• **TASK REQUIREMENTS**
Go through the data below and work out how many lines contain "distant"; the answer is the number alone.

• **EXTRACTED RECORDS**
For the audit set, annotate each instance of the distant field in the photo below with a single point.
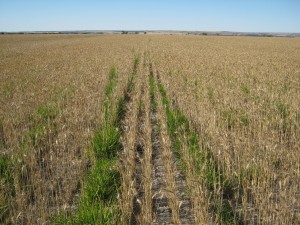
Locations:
(138, 129)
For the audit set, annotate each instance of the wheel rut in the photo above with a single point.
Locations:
(153, 185)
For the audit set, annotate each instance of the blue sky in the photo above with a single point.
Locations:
(209, 15)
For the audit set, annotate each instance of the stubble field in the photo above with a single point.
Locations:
(149, 129)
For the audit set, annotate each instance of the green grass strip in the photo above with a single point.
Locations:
(98, 202)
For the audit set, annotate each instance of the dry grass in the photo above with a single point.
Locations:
(240, 97)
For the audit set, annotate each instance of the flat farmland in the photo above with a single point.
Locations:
(149, 129)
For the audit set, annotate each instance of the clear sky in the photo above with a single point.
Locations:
(202, 15)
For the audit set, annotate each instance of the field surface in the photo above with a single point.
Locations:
(149, 129)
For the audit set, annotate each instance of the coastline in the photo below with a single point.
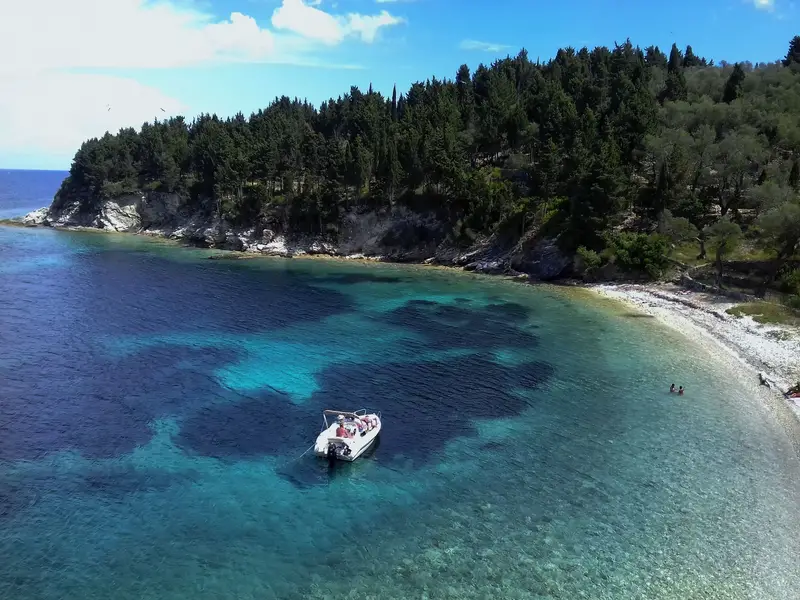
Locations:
(769, 350)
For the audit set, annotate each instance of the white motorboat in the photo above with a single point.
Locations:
(348, 435)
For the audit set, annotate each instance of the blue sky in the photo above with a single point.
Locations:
(121, 62)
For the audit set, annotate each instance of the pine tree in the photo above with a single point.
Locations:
(793, 55)
(675, 88)
(689, 59)
(733, 87)
(794, 175)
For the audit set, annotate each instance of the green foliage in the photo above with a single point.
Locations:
(793, 55)
(590, 141)
(589, 260)
(639, 252)
(722, 238)
(790, 282)
(733, 87)
(678, 229)
(765, 312)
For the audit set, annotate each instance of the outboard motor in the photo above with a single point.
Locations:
(331, 452)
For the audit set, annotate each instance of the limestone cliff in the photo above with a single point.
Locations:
(399, 236)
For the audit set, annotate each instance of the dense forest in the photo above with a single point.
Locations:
(619, 154)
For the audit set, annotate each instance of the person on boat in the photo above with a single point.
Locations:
(341, 430)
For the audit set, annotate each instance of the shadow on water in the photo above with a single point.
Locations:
(311, 471)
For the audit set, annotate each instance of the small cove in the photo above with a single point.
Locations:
(531, 449)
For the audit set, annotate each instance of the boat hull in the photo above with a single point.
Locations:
(329, 445)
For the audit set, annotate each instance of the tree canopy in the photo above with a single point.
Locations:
(583, 144)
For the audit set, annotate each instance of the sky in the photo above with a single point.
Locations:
(71, 70)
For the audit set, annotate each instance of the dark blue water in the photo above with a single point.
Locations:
(24, 191)
(154, 406)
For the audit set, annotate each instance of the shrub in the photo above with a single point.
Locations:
(588, 260)
(639, 252)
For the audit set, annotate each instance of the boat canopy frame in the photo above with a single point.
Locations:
(335, 413)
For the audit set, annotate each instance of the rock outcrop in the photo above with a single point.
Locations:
(399, 236)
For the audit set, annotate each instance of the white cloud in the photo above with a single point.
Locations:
(48, 109)
(310, 22)
(54, 114)
(51, 34)
(482, 46)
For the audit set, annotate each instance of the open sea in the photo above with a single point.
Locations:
(155, 406)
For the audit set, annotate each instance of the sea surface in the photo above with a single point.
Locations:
(155, 407)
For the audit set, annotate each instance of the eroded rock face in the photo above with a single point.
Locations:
(400, 235)
(543, 260)
(36, 217)
(121, 214)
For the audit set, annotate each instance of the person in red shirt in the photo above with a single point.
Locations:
(341, 431)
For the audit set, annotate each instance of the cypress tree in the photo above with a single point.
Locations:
(733, 87)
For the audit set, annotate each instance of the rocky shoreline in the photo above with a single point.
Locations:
(401, 236)
(406, 237)
(771, 353)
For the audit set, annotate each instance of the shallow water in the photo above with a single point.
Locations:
(154, 403)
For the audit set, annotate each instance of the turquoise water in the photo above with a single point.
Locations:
(154, 406)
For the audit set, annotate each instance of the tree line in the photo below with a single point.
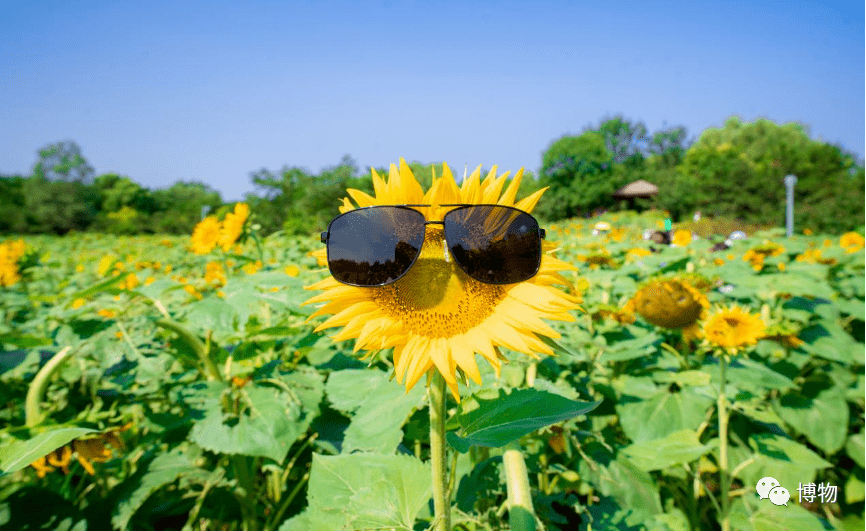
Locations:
(735, 171)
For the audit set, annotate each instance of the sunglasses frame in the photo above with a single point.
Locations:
(410, 206)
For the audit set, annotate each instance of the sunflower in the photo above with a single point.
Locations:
(11, 253)
(233, 226)
(733, 328)
(669, 303)
(682, 238)
(435, 316)
(205, 235)
(214, 274)
(852, 242)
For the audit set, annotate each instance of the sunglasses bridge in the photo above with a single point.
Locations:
(324, 235)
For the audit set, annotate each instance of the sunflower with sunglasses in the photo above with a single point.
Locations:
(442, 275)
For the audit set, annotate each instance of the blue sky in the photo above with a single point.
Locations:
(211, 91)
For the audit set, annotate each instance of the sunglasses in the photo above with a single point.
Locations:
(377, 245)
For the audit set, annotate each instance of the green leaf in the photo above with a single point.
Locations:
(683, 378)
(785, 518)
(23, 340)
(104, 285)
(823, 419)
(378, 412)
(501, 420)
(663, 414)
(164, 469)
(19, 454)
(801, 285)
(855, 490)
(363, 491)
(633, 489)
(212, 313)
(268, 422)
(856, 449)
(678, 265)
(789, 462)
(830, 341)
(750, 375)
(853, 307)
(644, 344)
(679, 447)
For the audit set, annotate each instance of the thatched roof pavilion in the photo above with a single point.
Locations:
(639, 188)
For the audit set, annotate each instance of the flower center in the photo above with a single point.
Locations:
(436, 298)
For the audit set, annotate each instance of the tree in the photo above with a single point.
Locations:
(179, 206)
(12, 204)
(578, 170)
(62, 161)
(668, 146)
(625, 139)
(737, 171)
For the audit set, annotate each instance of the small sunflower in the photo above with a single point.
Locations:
(682, 238)
(814, 256)
(669, 303)
(11, 253)
(852, 242)
(206, 235)
(233, 226)
(436, 317)
(733, 328)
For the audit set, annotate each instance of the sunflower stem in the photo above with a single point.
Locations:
(441, 503)
(723, 447)
(36, 390)
(521, 515)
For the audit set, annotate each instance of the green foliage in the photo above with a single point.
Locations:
(579, 171)
(363, 491)
(737, 171)
(499, 420)
(19, 454)
(62, 161)
(291, 431)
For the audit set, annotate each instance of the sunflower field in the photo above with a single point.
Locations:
(223, 381)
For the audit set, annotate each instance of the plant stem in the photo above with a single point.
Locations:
(36, 389)
(521, 515)
(441, 503)
(723, 447)
(242, 474)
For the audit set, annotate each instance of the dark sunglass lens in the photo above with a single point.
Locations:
(494, 244)
(374, 246)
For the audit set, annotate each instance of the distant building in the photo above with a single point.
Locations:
(637, 189)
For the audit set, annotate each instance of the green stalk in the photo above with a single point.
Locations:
(723, 447)
(208, 367)
(36, 389)
(521, 515)
(242, 473)
(441, 503)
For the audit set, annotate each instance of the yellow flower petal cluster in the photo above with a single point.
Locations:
(210, 232)
(636, 253)
(130, 282)
(10, 253)
(756, 255)
(852, 242)
(215, 274)
(206, 235)
(436, 317)
(669, 303)
(233, 226)
(814, 256)
(682, 238)
(733, 328)
(86, 450)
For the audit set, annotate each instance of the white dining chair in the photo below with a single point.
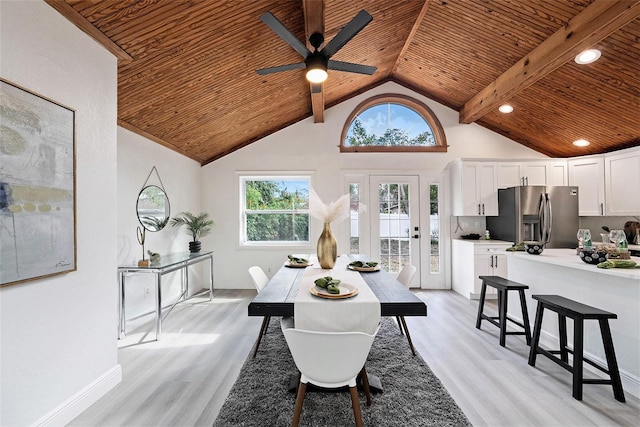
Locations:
(329, 360)
(260, 280)
(404, 277)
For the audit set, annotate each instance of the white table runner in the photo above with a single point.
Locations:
(358, 313)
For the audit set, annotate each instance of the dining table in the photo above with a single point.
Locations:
(279, 296)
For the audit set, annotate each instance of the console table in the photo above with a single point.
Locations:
(169, 263)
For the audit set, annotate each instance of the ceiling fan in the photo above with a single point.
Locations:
(318, 61)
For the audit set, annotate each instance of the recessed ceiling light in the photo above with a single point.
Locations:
(581, 143)
(588, 56)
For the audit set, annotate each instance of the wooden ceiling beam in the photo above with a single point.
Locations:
(314, 23)
(412, 34)
(66, 10)
(596, 22)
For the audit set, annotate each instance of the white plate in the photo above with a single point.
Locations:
(346, 291)
(354, 268)
(296, 265)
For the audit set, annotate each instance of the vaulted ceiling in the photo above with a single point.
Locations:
(187, 80)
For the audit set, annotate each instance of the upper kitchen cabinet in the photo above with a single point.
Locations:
(512, 174)
(622, 183)
(475, 188)
(608, 184)
(588, 174)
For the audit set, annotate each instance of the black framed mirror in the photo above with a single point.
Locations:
(153, 208)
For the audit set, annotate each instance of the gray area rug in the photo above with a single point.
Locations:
(412, 396)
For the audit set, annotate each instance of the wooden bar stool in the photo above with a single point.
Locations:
(503, 286)
(565, 307)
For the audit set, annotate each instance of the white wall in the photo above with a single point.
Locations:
(58, 335)
(180, 177)
(306, 146)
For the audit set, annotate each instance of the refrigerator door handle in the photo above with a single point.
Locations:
(545, 216)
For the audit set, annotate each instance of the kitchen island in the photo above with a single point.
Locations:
(562, 272)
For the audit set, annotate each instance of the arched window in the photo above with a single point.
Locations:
(386, 123)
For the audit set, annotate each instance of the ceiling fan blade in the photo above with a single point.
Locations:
(282, 31)
(279, 68)
(350, 67)
(347, 33)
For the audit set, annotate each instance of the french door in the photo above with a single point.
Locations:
(394, 218)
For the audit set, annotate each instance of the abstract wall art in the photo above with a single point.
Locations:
(37, 186)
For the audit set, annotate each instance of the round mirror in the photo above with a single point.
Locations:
(153, 208)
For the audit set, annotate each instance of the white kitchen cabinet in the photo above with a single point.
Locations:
(557, 173)
(511, 174)
(588, 174)
(475, 188)
(622, 183)
(473, 258)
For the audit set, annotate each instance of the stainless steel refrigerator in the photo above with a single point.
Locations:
(539, 213)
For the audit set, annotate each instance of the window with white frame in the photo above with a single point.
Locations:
(275, 210)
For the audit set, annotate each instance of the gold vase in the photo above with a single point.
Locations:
(327, 247)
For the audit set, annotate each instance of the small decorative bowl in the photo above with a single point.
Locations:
(533, 248)
(591, 256)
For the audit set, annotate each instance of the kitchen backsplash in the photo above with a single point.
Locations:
(466, 225)
(477, 224)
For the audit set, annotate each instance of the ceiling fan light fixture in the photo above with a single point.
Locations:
(587, 56)
(316, 68)
(316, 75)
(581, 142)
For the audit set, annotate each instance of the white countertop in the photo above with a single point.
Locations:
(485, 242)
(569, 258)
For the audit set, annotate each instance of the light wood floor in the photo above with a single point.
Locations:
(184, 379)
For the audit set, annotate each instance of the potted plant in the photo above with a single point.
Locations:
(197, 226)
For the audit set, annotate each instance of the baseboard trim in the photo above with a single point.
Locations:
(74, 406)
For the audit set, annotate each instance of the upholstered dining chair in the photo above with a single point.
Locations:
(260, 279)
(315, 355)
(404, 277)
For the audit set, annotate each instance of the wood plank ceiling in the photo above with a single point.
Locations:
(186, 69)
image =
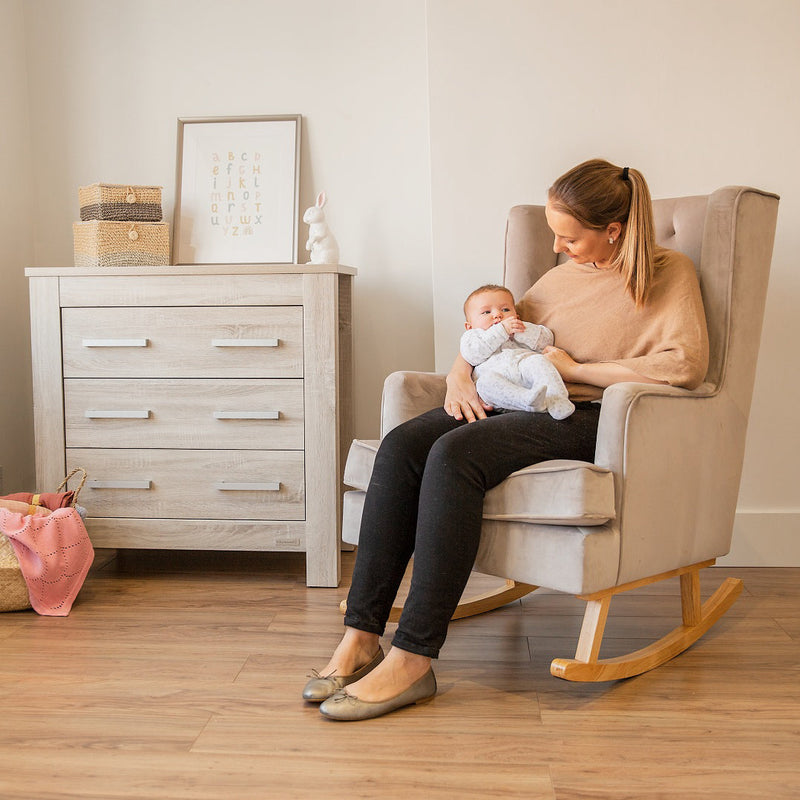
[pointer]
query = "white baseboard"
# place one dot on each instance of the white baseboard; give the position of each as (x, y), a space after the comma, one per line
(765, 539)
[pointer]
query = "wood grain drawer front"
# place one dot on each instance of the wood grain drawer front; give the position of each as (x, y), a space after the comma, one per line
(240, 342)
(192, 484)
(186, 414)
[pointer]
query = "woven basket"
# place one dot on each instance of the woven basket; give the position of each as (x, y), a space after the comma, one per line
(112, 201)
(121, 244)
(13, 589)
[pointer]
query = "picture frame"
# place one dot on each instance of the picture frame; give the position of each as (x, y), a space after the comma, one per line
(237, 191)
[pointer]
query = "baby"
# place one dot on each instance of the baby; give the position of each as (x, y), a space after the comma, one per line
(510, 372)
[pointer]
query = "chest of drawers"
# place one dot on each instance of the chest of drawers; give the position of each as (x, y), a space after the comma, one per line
(210, 406)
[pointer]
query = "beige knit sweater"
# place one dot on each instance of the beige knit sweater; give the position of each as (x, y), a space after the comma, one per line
(595, 319)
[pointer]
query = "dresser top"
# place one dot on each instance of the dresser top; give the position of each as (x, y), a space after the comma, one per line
(193, 269)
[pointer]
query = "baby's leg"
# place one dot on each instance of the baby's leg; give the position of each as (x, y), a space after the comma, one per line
(538, 371)
(498, 390)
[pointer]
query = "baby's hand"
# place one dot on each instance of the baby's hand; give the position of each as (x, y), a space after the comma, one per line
(513, 325)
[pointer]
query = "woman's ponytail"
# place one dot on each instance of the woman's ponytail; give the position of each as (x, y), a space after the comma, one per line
(597, 193)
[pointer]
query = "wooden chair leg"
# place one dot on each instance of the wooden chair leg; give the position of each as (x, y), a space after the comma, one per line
(479, 604)
(697, 619)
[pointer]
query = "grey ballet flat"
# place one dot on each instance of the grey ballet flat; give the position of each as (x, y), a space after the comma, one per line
(322, 687)
(345, 707)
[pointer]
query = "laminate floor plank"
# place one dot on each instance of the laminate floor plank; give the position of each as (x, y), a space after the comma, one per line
(177, 677)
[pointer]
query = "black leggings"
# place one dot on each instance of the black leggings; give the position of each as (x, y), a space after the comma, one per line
(425, 498)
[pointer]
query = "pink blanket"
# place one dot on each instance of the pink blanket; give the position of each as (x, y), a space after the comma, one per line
(54, 554)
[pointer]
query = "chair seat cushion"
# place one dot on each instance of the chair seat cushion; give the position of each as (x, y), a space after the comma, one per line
(550, 493)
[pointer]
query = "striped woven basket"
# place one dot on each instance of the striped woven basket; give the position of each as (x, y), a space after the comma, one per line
(114, 201)
(121, 244)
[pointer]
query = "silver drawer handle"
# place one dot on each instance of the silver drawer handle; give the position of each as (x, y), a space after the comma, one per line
(247, 415)
(115, 342)
(92, 484)
(245, 342)
(229, 486)
(132, 414)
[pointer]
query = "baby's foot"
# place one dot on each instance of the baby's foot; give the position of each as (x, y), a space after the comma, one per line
(559, 407)
(538, 401)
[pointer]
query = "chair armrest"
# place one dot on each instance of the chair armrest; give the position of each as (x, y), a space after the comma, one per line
(409, 394)
(677, 457)
(619, 402)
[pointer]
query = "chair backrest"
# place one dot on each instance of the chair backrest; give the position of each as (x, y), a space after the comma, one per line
(728, 235)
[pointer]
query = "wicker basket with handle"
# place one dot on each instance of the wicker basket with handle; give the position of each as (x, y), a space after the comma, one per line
(116, 201)
(121, 244)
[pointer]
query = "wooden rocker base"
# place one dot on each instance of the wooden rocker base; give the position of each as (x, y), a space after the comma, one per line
(697, 619)
(481, 603)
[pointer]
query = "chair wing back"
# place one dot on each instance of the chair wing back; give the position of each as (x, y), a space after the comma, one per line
(733, 226)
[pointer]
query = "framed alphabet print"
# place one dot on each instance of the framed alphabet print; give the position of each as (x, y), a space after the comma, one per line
(237, 190)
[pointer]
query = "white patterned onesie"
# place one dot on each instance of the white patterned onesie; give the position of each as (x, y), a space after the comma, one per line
(511, 373)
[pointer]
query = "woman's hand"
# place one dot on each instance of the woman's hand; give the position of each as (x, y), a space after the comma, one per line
(461, 400)
(563, 362)
(602, 373)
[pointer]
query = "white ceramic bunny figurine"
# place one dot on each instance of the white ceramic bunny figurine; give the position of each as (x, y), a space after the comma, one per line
(321, 242)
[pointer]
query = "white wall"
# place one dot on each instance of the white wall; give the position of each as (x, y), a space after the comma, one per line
(425, 122)
(109, 79)
(697, 94)
(16, 194)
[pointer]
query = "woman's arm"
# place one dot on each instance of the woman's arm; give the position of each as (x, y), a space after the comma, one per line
(601, 374)
(461, 400)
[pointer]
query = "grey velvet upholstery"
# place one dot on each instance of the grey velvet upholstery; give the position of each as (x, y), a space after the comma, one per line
(662, 492)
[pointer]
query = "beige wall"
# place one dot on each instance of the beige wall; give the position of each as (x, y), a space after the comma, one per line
(424, 121)
(16, 226)
(109, 79)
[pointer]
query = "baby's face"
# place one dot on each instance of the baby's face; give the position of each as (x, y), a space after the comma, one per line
(489, 308)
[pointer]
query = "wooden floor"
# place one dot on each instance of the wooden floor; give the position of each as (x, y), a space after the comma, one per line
(179, 676)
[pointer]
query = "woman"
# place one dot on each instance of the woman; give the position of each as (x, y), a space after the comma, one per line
(621, 309)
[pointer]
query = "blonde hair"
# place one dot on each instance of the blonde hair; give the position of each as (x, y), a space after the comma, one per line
(597, 193)
(487, 287)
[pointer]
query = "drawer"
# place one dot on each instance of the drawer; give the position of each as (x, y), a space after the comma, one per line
(192, 484)
(187, 414)
(214, 342)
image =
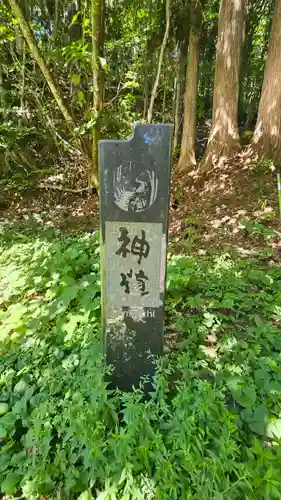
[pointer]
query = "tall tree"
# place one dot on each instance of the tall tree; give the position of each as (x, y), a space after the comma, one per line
(97, 40)
(187, 154)
(267, 135)
(160, 62)
(30, 40)
(224, 136)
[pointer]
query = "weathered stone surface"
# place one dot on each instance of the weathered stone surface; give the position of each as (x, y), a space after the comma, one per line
(134, 202)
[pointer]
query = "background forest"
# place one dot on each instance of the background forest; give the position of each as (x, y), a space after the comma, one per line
(72, 72)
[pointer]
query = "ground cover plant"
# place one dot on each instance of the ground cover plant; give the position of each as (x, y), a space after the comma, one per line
(212, 425)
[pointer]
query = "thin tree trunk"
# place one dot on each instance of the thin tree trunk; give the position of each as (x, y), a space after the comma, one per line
(164, 101)
(160, 61)
(57, 19)
(22, 90)
(224, 137)
(267, 135)
(2, 95)
(97, 91)
(30, 40)
(188, 142)
(176, 103)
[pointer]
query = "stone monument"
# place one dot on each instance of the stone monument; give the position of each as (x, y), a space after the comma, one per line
(134, 204)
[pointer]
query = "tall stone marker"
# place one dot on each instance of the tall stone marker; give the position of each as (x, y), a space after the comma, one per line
(134, 204)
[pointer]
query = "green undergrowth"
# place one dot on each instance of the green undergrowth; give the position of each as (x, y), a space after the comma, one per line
(210, 429)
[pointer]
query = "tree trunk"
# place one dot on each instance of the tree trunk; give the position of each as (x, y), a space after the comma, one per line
(97, 17)
(176, 103)
(22, 90)
(267, 135)
(188, 142)
(30, 40)
(160, 61)
(57, 19)
(2, 95)
(224, 136)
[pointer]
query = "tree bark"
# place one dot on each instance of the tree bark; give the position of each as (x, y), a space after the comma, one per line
(267, 135)
(187, 155)
(2, 95)
(97, 30)
(30, 40)
(160, 62)
(224, 137)
(176, 101)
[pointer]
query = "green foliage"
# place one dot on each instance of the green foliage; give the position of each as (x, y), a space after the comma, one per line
(259, 230)
(200, 435)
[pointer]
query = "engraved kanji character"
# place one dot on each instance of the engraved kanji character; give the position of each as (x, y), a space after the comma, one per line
(123, 250)
(141, 277)
(125, 282)
(140, 246)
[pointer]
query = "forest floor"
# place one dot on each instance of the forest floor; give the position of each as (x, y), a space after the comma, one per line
(234, 208)
(212, 428)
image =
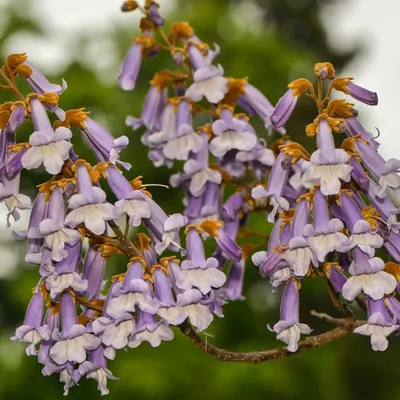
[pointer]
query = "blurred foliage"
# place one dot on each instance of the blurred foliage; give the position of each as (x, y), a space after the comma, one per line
(281, 43)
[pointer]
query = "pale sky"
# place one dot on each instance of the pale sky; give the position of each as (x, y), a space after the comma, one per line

• **RESPONSE BOX**
2